(Extracted records)
####################
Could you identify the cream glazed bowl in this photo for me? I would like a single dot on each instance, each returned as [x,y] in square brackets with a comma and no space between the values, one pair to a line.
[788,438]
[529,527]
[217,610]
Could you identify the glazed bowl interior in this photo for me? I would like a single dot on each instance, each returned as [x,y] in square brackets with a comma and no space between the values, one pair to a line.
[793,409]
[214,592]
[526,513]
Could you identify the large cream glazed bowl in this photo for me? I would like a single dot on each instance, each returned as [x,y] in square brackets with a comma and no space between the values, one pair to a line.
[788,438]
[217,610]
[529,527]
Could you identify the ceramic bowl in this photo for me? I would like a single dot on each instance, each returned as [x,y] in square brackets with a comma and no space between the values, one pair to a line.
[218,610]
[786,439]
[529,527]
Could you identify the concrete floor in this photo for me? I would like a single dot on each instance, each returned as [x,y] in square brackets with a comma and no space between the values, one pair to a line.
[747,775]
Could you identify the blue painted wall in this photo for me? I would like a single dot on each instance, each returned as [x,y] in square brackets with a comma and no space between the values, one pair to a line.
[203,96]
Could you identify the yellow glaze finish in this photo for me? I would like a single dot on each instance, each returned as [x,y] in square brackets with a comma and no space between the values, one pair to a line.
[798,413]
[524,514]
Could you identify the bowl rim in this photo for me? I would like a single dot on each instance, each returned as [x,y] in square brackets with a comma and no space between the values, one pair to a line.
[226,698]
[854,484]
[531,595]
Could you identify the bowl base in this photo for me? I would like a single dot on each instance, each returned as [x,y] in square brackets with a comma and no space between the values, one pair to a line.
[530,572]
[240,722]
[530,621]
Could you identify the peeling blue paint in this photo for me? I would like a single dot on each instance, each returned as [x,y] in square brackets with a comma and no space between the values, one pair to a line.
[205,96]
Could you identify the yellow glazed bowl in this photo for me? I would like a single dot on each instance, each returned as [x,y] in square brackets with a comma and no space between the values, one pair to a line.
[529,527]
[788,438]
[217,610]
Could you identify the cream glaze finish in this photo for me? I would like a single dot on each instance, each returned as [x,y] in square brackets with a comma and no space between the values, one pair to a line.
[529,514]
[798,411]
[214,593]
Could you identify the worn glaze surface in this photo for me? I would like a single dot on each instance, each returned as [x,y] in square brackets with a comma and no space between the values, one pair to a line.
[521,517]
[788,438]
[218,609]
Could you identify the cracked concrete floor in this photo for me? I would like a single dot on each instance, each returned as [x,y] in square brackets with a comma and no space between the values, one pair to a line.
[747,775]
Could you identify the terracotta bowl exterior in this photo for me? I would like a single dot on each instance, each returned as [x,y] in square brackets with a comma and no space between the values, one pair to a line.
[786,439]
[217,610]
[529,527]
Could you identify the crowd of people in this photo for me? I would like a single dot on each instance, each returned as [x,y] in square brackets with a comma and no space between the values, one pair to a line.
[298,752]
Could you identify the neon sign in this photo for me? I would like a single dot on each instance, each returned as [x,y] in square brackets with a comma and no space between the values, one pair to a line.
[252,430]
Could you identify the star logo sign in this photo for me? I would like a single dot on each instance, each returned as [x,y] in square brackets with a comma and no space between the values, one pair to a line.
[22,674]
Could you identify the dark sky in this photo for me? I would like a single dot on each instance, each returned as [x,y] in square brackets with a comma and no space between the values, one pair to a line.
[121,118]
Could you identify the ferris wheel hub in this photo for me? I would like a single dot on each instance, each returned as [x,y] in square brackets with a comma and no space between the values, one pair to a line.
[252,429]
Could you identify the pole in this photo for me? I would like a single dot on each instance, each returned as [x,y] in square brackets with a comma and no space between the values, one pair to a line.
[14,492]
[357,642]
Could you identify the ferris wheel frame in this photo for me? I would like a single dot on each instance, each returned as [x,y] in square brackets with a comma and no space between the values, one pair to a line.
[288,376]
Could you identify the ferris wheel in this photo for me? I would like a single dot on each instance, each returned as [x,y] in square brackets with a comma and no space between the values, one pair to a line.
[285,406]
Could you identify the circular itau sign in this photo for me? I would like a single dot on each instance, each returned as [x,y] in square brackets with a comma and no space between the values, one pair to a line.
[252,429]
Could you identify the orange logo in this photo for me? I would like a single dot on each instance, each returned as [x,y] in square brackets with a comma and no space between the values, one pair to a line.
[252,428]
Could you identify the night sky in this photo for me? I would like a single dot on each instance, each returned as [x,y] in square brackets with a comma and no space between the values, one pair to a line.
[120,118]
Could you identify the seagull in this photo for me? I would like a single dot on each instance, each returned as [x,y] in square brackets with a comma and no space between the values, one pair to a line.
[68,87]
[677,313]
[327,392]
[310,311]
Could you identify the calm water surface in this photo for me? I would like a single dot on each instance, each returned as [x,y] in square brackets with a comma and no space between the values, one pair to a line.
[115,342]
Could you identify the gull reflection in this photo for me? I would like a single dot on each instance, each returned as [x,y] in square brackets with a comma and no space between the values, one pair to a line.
####################
> [Prompt]: The data above should be returned exactly as written.

> [Written answer]:
Could you identify the cream glazed bowl in this photo for me? I would like a single dot on each instance, each returned as [x,y] in square brackets with a comma and no space between the values, one pair to a line.
[788,438]
[529,527]
[217,610]
Could you identify the glazed bowl interior in this photo for me? I would like a single dot on each instance, each returned as [x,y] in square brackets with a comma and no space between the values, one pair to a line.
[793,409]
[214,592]
[526,513]
Could you identify the large cream glazed bowl in this photo for me? I would like a single dot on each instance, each returned as [x,y] in square brackets with a comma and no space between the values, one pair to a line.
[788,438]
[217,610]
[529,527]
Could you identify the ceramic bowl in this photo for me? I would like a single dot on each instance, each returned as [x,y] in square brackets with a comma and no space between the values, one pair to a line.
[218,610]
[786,439]
[529,527]
Could you identify the concrete floor in this photo for me? I would like a single dot on each instance, each returned as [x,y] in square brackets with a comma and no space between the values, one pair to a line.
[747,775]
Could you identify the blue painted wall in this photo for me? I would like a single dot on each instance, each returned as [x,y] in square brackets with a comma and no space between the values, one pair to a line.
[203,96]
Could you identify the yellow glaze finish in this photo for me? I would like a single dot on each instance, each returned as [x,y] in square brackets with a comma and no space between the values, one pair to a line.
[798,413]
[524,514]
Could you identify the bowl rim in this photo for me? I would like a single dot on each instance, each returned as [x,y] in square brackets with a comma and no space between the values, one pair to a line.
[226,698]
[854,484]
[531,595]
Could you identify the bowl base in this photo for me? I would like a single dot on each instance, each returned as [x,y] in square brackets with a comma and no space between the values, one pair to a line.
[530,572]
[240,722]
[530,621]
Could you identify the peeling blue paint in this photo for me? I would like a single dot on each instance, each returned as [x,y] in square brackets with a comma and no space between the values, one pair to a line.
[205,96]
Could you identify the yellow glazed bowl in this photo for me? I would like a single dot on each instance, each returned as [x,y] in square brackets with a comma and no space between the values, one pair to a line.
[529,527]
[788,438]
[217,610]
Could you identify the cream glaze finish in this photo for me? I would like a single dot on each instance, each returned as [x,y] in square brackets with a comma and no space between the values, one pair to a line.
[529,514]
[798,411]
[214,593]
Could you identify the worn glaze surface in this photo for me? I would like a single dot on each instance, each returned as [x,y] in square brackets with a comma and no space between the values, one pair to a line.
[521,517]
[788,438]
[218,609]
Could you identify the cracked concrete floor in this photo for me? I would like a single dot on each instance, each returned as [x,y] in square brackets with a comma and no space between the values, one pair to a line.
[747,775]
Could you identify the terracotta bowl exterior in this photo for me? I would like a single dot on each instance, each returned as [x,y] in square brackets with a comma and no space between the values, one pair to a line.
[786,439]
[217,610]
[529,527]
Could you identify the crowd of people in this photo for me? I would like a single dot on each instance, each returned as [x,y] in square brackets with a comma and no space between the values, one pair to a line.
[298,752]
Could you identify the neon sign in this photo for me? I would like a single dot on each instance, each returned as [x,y] in square brackets with a comma and no space between the values, one pair to a line.
[252,430]
Could you identify the star logo sign in this photo for me? I would like a single dot on each instance, each returned as [x,y] in square brackets with a comma and no space between the values, one pair to a line.
[22,674]
Could you identify the dark sky in this photo for me? I would like a single dot on each instance, each returned as [x,y] in square brackets with a comma and no space between the values, one pair to a line.
[121,118]
Could you identify the ferris wheel hub in this photo for me? I would like a single dot on each instance, each returned as [x,y] in square brackets with a comma and no space between the values, one pair to a line.
[252,429]
Could you identify the pole in this photo for me? I would like a single dot on each instance, each returned as [x,y] in square brackets with a comma and no space between the values, one pair to a line.
[14,492]
[357,642]
Could you identify the ferris wheel frame in this photo for me? I would like a single dot on each instance, each returned as [x,y] in square brackets with a comma and no space between the values, one pair to a line.
[288,376]
Could you identify the ferris wheel in this photo for me? I would like a single dot on each instance, each returned as [x,y] in square brackets with a comma and no space between the values, one pair to a line.
[285,406]
Could you identify the circular itau sign in this photo for me? I would like a single dot on each instance, each returned as [x,y] in square brackets with a comma and no space between the values, one pair to a line.
[252,429]
Could you identify the orange logo in this photo for me? I would like a single dot on each instance, each returned as [x,y] in square brackets with a comma and no space between the values, one pair to a line.
[252,428]
Could you identify the night sky in this photo for me? I would like a single dot on each instance, each returned as [x,y] in square brackets with a comma and no space between the values, one pair to a line.
[120,118]
Could you identify the seagull in this photo for me? I would like a single dot on each instance, each returned as [x,y] in square brackets with a comma and no space between the values, one pair to a line.
[68,87]
[677,313]
[327,392]
[310,311]
Could you identify the calm water surface in this photo for me? I would like a single dot on each instance, each returned as [x,y] in square brackets with a comma and no space between the values, one pair to a line.
[115,342]
Could you identify the gull reflection in this photo for me? I would like a single dot on each instance, each returned as [x,y] in square brackets with a comma and no space between the values, one pair to a line.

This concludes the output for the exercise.